題目:
Sorting It All Out
Time Limit: 1000MS Memory Limit: 10000K
Total Submissions: 21532 Accepted: 7403
Description
An ascending sorted sequence of distinct values is one in which some form of a less-than operator is used to order the elements from smallest to largest. For example, the sorted sequence A, B, C, D implies that A < B, B < C and C < D. in this problem, we will give you a set of relations of the form A < B and ask you to determine whether a sorted order has been specified or not.
Input
Input consists of multiple problem instances. Each instance starts with a line containing two positive integers n and m. the first value indicated the number of objects to sort, where 2 <= n <= 26. The objects to be sorted will be the first n characters of the uppercase alphabet. The second value m indicates the number of relations of the form A < B which will be given in this problem instance. Next will be m lines, each containing one such relation consisting of three characters: an uppercase letter, the character "<" and a second uppercase letter. No letter will be outside the range of the first n letters of the alphabet. Values of n = m = 0 indicate end of input.

待解问题: 请从这段排序题目的最后一句之后接着往下续写。 下面的记录与这段排序题目没有关系。

数据摘录:
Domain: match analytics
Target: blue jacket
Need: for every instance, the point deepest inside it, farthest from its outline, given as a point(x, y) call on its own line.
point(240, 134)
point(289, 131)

任务回答:
Output
For each problem instance, output consists of one line. This line should be one of the following three:
Sorted sequence determined after xxx relations: yyy...y.
Sorted sequence cannot be determined.
Inconsistency found after xxx relations.
where xxx is the number of relations processed at the time either a sorted sequence is determined or an inconsistency is found, whichever comes first, and yyy...y is the sorted, ascending sequence.
Sample Input
4 6
A<B
A<C
B<C
C<D
B<D
A<B
3 2
A<B
B<A
26 1
A<Z
0 0
Sample Output
Sorted sequence determined after 4 relations: ABCD.
Inconsistency found after 2 relations.
Sorted sequence cannot be determined.
分析:
這題典型的拓撲排序,但是有點變化。
題目樣例的三種輸出分別是:
1. 在第x個關系中可以唯一的確定排序,並輸出。
2. 在第x個關系中發現了有回環(Inconsisitency矛盾)
3.全部關系都沒有發現上面兩種情況,輸出第3種.
那麼對於給定的m個關系,一個個的讀進去,每讀進去一次就要進行一次拓撲排序,如果發現情況1和情況2,那麼就不用再考慮後面的那些關系了,但是還要繼續讀完後面的關系(但不處理)。如果讀完了所有關系,還沒有出現情況1和情況2,那麼就輸出情況3.
拓撲排序有兩種方法,一種是算法導論上的,一種是用貪心的思想,這題用貪心的思想做更好。
貪心的做法:
1. 找到所有入度為0的點, 加入隊列Q
2.取出隊列Q的一個點,把以這個點為起點,所有它的終點的入度都減1. 如果這個過程中發現經過減1後入度變為0的,把這個點加入隊列Q。
3.重復步驟2,直到Q為空。
這個過程中,如果同時有多個點的入度為0,說明不能唯一確定關系。
如果結束之後,所得到的經過排序的點少於點的總數,那麼說明有回環。
題目還需要注意的一點:如果邊(u,v)之前已經輸入過了,那麼之後這條邊都不再加入。
代碼:
[cpp]
#include<cstdio>
#include<cstring>
#include<vector>
#include<queue>
using namespace std;
const int N = 105;
int n,m,in[N],temp[N],Sort[N],t,pos, num;
char X, O, Y;
vector<int>G[N];
queue<int>q;
void init(){
memset(in, 0, sizeof(in));
for(int i=0; i<=n; ++i){
G[i].clear();
}
}
inline bool find(int u,int v){
for(int i=0; i<G[u].size(); ++i)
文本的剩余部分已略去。